— Start —

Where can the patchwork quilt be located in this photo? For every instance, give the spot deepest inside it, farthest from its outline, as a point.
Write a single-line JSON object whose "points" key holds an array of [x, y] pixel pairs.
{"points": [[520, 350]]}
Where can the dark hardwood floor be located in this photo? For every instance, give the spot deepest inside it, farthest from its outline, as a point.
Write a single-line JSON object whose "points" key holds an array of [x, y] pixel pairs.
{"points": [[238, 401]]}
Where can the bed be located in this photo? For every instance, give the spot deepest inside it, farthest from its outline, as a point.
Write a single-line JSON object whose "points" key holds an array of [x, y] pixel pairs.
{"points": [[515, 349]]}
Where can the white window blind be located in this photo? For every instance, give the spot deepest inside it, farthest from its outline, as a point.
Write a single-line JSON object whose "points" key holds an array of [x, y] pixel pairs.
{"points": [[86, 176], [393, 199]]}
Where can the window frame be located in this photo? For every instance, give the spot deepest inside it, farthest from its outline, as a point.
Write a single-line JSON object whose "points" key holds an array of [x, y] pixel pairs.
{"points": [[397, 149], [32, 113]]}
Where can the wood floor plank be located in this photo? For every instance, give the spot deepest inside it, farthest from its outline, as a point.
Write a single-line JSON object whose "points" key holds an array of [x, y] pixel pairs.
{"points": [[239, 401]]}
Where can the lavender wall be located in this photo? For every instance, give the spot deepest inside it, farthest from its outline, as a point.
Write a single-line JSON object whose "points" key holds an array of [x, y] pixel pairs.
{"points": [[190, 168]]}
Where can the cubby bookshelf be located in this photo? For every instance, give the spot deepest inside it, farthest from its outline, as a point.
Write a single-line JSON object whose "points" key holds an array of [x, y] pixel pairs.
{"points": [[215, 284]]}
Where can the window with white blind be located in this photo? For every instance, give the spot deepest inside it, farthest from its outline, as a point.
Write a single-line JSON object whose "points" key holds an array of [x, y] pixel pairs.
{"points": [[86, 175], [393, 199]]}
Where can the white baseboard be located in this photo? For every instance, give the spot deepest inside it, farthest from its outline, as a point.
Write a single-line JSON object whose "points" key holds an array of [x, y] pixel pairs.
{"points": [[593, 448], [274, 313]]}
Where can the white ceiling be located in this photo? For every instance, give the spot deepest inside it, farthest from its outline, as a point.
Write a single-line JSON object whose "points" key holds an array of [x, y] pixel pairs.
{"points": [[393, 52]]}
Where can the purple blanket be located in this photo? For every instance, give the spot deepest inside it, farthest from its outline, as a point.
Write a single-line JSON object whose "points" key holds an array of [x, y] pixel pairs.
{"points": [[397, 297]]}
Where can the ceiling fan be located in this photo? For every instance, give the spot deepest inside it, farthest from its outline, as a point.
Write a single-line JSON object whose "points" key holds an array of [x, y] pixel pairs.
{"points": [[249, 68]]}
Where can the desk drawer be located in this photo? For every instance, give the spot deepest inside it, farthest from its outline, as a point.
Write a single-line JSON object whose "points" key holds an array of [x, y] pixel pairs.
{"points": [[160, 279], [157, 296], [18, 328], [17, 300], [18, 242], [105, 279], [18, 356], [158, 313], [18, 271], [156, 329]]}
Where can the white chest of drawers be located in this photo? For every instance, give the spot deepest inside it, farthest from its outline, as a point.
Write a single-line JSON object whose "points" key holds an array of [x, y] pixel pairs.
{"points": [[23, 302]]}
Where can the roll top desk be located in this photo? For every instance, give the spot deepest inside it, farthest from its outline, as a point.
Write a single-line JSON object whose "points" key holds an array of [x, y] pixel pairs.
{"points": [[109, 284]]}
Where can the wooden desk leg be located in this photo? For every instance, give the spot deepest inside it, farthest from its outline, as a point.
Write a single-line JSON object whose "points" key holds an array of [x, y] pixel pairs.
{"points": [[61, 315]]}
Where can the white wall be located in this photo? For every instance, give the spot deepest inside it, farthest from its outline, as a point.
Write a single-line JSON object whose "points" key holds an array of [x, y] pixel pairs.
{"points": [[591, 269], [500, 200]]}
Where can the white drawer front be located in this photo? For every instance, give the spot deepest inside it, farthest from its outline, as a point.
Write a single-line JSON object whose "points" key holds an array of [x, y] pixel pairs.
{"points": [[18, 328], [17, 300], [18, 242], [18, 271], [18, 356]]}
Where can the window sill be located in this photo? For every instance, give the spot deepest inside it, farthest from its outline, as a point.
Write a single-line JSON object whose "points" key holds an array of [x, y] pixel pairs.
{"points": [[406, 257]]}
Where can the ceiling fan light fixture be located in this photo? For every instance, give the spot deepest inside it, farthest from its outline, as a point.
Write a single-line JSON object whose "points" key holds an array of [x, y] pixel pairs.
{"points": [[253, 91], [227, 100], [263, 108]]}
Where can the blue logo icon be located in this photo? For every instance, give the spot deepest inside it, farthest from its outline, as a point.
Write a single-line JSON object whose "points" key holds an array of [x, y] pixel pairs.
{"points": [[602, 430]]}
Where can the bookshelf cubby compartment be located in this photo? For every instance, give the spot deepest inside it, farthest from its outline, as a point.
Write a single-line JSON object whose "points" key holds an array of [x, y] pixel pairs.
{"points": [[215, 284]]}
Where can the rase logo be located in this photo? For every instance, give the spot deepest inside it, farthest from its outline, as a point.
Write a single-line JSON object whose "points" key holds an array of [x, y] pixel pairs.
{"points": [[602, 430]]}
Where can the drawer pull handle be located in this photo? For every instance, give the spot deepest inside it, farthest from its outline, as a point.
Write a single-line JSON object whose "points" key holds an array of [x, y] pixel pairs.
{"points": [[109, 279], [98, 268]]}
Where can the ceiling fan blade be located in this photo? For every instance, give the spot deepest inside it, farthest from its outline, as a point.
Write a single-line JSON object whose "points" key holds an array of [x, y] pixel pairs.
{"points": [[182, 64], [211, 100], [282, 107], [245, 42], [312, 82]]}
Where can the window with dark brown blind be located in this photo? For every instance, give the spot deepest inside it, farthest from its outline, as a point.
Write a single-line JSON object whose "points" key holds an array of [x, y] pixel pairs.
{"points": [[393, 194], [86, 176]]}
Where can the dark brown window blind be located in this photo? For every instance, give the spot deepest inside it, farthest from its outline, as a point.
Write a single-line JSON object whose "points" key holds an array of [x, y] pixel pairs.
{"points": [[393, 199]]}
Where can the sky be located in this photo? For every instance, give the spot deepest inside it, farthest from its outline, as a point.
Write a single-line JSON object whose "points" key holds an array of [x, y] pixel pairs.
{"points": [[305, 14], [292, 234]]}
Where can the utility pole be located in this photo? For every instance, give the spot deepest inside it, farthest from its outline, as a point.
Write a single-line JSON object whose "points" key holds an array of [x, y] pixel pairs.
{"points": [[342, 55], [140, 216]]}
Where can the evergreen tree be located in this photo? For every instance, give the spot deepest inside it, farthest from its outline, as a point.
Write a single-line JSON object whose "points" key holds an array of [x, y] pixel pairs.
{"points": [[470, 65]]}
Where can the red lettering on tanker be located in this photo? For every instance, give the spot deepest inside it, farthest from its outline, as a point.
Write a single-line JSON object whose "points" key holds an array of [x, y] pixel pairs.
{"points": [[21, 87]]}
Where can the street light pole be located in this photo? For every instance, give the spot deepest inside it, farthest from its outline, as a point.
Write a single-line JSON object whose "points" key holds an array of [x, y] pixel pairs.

— End —

== Your task ==
Return the full listing, character for character.

== Solution below ==
Where can the patchwork quilt be located in this photo? For every instance, give the spot deepest inside it, farthest from its outline, as a point.
Write a single-line JSON object whose "points" key holds an array of [x, y] pixel pairs.
{"points": [[520, 350]]}
Where can the dark hardwood floor be located in this photo? For every instance, give the spot deepest inside it, farthest from its outline, as a point.
Write a single-line JSON object whose "points" key holds an array of [x, y] pixel pairs.
{"points": [[238, 401]]}
Where can the bed be located in this photo? For every instance, give the spot deepest inside it, farthest from its outline, as a point.
Write a single-line JSON object whose "points" key holds an array of [x, y] pixel pairs.
{"points": [[515, 349]]}
Where can the white window blind be located in this photo? For every instance, give the spot deepest inside it, farthest from its outline, as a point.
Write a single-line JSON object whose "points" key holds an array of [x, y] pixel pairs.
{"points": [[86, 176], [393, 199]]}
Where can the window frame be located in this photo? For every instance, give the spot deepest inside it, farthest from its outline, as a point.
Write a single-line JSON object whose "points" key holds an array of [x, y] pixel pairs.
{"points": [[397, 149], [32, 113]]}
Where can the wood floor plank be located in this photo? For every instance, give the spot deepest inside it, farthest from its outline, as a point.
Write a single-line JSON object whose "points" key holds an array of [x, y] pixel pairs.
{"points": [[239, 401]]}
Where can the lavender wall be located in this photo? For every instance, give the spot deepest inside it, farthest from its outline, as a point.
Write a single-line JSON object whose "points" key holds an array of [x, y] pixel pairs.
{"points": [[190, 168]]}
Where can the cubby bookshelf be located in this photo? For every instance, give the spot deepest inside it, farthest from its outline, as a point.
Write a single-line JSON object whose "points" key holds an array of [x, y] pixel pairs.
{"points": [[215, 284]]}
Where can the window with white blind be located in this photo? For every instance, give the spot deepest inside it, farthest from its outline, as a point.
Write a single-line JSON object whose "points" key holds an array of [x, y] pixel pairs.
{"points": [[86, 175], [393, 199]]}
Where can the white baseboard be located in this photo? For every instance, give the spot deepest inside it, farthest from its outline, as a point.
Write a single-line JSON object whose "points" key holds an array of [x, y] pixel pairs.
{"points": [[593, 448], [274, 313]]}
Where can the white ceiling be located in this photo? For every instance, give the spot deepest inside it, farthest from its outline, as a point.
Write a single-line JSON object whose "points" key holds an array of [x, y] pixel pairs.
{"points": [[393, 52]]}
Where can the purple blanket be located in this photo? For every instance, give the spot deepest inside it, farthest from its outline, as a point.
Write a single-line JSON object whose "points" key holds an array of [x, y] pixel pairs.
{"points": [[397, 297]]}
Where can the ceiling fan be located in this photo? For every instance, give the spot deepest inside it, farthest from its outline, as a point.
Write a single-line JSON object whose "points" key holds an array of [x, y] pixel pairs.
{"points": [[249, 68]]}
Where can the desk drawer be located in this photo? For every instance, give the spot deepest inside it, farthest from its outline, as a point.
Write a single-line JSON object whose "points" key holds an array of [x, y] pixel pairs.
{"points": [[160, 279], [157, 296], [18, 328], [17, 300], [18, 242], [105, 279], [18, 356], [158, 313], [18, 271], [156, 329]]}
Where can the white chest of drawers be located in this photo? For every instance, give the spot deepest inside it, farthest from its outline, as a point.
Write a single-line JSON object whose "points" key holds an array of [x, y] pixel pairs.
{"points": [[23, 302]]}
Where can the roll top desk be located in this photo? For every instance, give the spot deepest inside it, farthest from its outline, as a point.
Write a single-line JSON object whose "points" key holds an array of [x, y] pixel pairs.
{"points": [[109, 284]]}
Where can the wooden desk leg be located in this photo? For every instance, give the spot deepest inside it, farthest from its outline, as a point.
Write a single-line JSON object whose "points" key holds an array of [x, y] pixel pairs.
{"points": [[61, 315]]}
Where can the white wall be located in this photo? For every instance, give the spot deepest inside it, farthest from its outline, as a point.
Write a single-line JSON object whose "points" key holds an array of [x, y] pixel pairs.
{"points": [[591, 269], [500, 200]]}
Where can the white drawer front be located in this photo? For every instance, give the spot deepest inside it, farthest from its outline, as a point.
Write a single-line JSON object whose "points" key holds an array of [x, y] pixel pairs.
{"points": [[18, 328], [17, 300], [18, 242], [18, 271], [18, 356]]}
Where can the window sill be located in this photo? For every instance, give the spot deepest inside it, farthest from its outline, as a point.
Write a single-line JSON object whose "points" key holds an array of [x, y] pixel pairs.
{"points": [[406, 257]]}
Where can the ceiling fan light fixture be located in this photo? For every instance, give the spot deepest inside it, farthest from its outline, as a point.
Write a single-line JSON object whose "points" key holds an array of [x, y] pixel pairs.
{"points": [[253, 91], [227, 100], [263, 108]]}
Where can the blue logo icon be located in this photo? For every instance, give the spot deepest inside it, farthest from its outline, as a point.
Write a single-line JSON object whose "points" key holds an array of [x, y] pixel pairs.
{"points": [[602, 430]]}
Where can the bookshelf cubby compartment be located in this photo? For every instance, give the spot deepest inside it, farthest from its outline, as a point.
Write a single-line JSON object whose "points" key holds an array of [x, y] pixel pairs.
{"points": [[215, 284]]}
Where can the rase logo be located in this photo? For every instance, give the spot deepest inside it, farthest from its outline, as a point.
Write a single-line JSON object whose "points" key holds an array of [x, y] pixel pairs.
{"points": [[602, 430]]}
Where can the drawer pull handle be located in this photo? For every instance, give the spot deepest inside it, farthest from its outline, as a point.
Write a single-line JSON object whose "points" key holds an array of [x, y] pixel pairs.
{"points": [[109, 279], [98, 268]]}
Where can the ceiling fan blade be located in this photo? For every instance, give the spot deepest inside it, farthest from its outline, as a point.
Write a single-line JSON object whose "points" key holds an array of [x, y] pixel pairs.
{"points": [[182, 64], [211, 100], [282, 107], [245, 42], [312, 82]]}
Where can the window with dark brown blind be located in this photo? For every instance, give the spot deepest inside it, farthest from its outline, as a point.
Write a single-line JSON object whose "points" key holds an array of [x, y] pixel pairs.
{"points": [[393, 194], [86, 176]]}
Where can the dark brown window blind be located in this photo? For every instance, give the spot deepest inside it, farthest from its outline, as a point.
Write a single-line JSON object whose "points" key holds an array of [x, y] pixel pairs.
{"points": [[393, 199]]}
Where can the sky be located in this photo? For every instance, give the spot deepest inside it, farthest from its outline, as a point.
Write a single-line JSON object whose "points" key holds an array of [x, y] pixel pairs.
{"points": [[305, 14], [292, 234]]}
Where can the utility pole be located in this photo? For every instance, give the spot deepest inside it, farthest from its outline, as a point.
Write a single-line JSON object whose "points" key holds an array of [x, y] pixel pairs.
{"points": [[342, 55], [140, 216]]}
Where can the evergreen tree be located in this photo? For every instance, give the spot deepest inside it, farthest from its outline, as a point.
Write a single-line JSON object whose "points" key holds an array of [x, y] pixel pairs.
{"points": [[470, 65]]}
Where can the red lettering on tanker be located in this photo? For every instance, give the spot deepest inside it, farthest from its outline, as a point.
Write a single-line JSON object whose "points" key holds an array of [x, y] pixel pairs.
{"points": [[21, 87]]}
Where can the street light pole be located in this photo? For every instance, give the spot deepest inside it, farthest from its outline, as a point.
Write a single-line JSON object whose "points" key holds an array of [x, y] pixel pairs.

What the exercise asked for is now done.